• [Instructions to follow]: Reproduce only the stretch of rows from the line containing "the doorway opening" through the line containing "xmin=434 ymin=133 xmax=509 ymax=318", requests included, and shift every bounding-box coordinate in the answers by adding -45.

• [Data to process]:
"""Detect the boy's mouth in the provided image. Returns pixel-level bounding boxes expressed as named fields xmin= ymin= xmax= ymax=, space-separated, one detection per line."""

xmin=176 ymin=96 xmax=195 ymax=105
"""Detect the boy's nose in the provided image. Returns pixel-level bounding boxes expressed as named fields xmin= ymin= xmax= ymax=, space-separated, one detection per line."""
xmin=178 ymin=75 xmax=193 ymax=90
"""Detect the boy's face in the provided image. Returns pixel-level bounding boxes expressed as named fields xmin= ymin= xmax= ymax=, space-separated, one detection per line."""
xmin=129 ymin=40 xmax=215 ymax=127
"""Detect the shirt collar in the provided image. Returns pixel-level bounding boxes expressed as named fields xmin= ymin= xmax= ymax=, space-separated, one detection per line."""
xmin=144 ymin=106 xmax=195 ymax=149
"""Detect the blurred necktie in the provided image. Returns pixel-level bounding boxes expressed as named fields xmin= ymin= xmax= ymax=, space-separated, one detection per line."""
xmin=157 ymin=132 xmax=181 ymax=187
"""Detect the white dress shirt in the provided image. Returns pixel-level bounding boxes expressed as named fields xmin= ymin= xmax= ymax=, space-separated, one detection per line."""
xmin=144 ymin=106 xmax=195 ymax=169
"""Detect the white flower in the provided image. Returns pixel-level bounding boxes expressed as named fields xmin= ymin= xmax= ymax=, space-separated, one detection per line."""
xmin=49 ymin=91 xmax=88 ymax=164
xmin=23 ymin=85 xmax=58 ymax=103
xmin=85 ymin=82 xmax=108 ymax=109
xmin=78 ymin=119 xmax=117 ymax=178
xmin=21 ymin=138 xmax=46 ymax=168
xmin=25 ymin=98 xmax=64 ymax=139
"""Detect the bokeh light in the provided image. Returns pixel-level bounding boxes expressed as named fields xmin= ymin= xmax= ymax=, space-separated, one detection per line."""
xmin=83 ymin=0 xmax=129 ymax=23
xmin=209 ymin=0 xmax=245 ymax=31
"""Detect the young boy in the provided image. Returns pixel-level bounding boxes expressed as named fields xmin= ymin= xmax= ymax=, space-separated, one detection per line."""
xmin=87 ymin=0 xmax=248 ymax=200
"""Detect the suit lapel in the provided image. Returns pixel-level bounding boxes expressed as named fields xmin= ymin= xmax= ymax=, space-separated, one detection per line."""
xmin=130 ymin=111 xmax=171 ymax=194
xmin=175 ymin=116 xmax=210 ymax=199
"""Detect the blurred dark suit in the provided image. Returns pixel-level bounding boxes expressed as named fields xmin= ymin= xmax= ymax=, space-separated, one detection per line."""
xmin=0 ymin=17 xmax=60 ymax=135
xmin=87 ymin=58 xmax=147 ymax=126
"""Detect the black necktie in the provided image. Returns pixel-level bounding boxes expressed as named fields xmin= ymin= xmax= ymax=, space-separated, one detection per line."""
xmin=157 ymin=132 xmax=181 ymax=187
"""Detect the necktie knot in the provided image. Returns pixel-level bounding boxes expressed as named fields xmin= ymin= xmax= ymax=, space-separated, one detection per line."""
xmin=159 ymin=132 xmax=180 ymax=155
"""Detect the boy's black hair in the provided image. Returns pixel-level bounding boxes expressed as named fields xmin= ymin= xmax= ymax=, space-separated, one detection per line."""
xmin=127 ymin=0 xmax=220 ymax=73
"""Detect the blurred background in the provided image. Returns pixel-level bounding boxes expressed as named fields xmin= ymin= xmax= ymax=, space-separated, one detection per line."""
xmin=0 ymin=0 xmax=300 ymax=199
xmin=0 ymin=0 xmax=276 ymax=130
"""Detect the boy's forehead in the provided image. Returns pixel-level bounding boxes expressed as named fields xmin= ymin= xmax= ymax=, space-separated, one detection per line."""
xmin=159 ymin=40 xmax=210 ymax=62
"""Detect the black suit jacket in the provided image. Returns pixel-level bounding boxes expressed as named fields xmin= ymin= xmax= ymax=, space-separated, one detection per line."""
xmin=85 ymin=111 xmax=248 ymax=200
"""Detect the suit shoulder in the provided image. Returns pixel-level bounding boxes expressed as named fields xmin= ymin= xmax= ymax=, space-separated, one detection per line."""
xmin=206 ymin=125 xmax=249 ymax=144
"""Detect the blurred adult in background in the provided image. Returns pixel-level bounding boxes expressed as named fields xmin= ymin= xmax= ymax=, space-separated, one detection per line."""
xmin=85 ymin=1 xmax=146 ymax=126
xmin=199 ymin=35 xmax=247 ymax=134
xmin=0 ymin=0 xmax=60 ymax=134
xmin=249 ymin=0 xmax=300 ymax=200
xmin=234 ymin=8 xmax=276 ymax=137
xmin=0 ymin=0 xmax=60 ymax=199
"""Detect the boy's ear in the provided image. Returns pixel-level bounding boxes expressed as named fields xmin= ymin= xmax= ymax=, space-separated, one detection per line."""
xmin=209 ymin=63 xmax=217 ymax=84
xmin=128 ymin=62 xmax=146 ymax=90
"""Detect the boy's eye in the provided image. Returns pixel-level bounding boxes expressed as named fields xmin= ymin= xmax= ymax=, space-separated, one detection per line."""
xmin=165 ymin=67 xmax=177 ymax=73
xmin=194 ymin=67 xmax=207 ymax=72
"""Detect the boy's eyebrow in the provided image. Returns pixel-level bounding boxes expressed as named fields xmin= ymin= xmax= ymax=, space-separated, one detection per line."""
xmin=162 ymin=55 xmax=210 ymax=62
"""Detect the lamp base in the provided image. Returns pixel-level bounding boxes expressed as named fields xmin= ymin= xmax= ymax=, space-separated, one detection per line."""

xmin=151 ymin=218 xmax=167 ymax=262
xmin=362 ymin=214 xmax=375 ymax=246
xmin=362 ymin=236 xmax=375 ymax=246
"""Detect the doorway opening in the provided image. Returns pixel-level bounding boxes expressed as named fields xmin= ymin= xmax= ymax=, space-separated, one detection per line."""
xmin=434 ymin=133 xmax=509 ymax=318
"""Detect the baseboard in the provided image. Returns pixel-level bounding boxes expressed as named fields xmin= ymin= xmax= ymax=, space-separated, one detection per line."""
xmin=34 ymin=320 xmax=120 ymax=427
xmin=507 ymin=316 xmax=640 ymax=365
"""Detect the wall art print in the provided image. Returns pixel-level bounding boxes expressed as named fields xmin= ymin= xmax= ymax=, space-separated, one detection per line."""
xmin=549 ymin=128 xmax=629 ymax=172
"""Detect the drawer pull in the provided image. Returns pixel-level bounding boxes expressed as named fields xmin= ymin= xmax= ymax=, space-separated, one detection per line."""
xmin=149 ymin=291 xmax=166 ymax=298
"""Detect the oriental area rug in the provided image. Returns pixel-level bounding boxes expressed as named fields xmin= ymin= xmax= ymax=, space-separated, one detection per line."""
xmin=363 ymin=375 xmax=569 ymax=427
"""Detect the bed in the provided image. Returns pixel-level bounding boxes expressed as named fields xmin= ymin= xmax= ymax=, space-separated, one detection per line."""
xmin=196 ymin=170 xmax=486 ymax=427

• [Task solution]:
"""Detect the doorway opening in the provided image. Returns pixel-level bounding boxes expressed as named fields xmin= ymin= xmax= ymax=, space-separated, one detection per line."""
xmin=389 ymin=88 xmax=464 ymax=273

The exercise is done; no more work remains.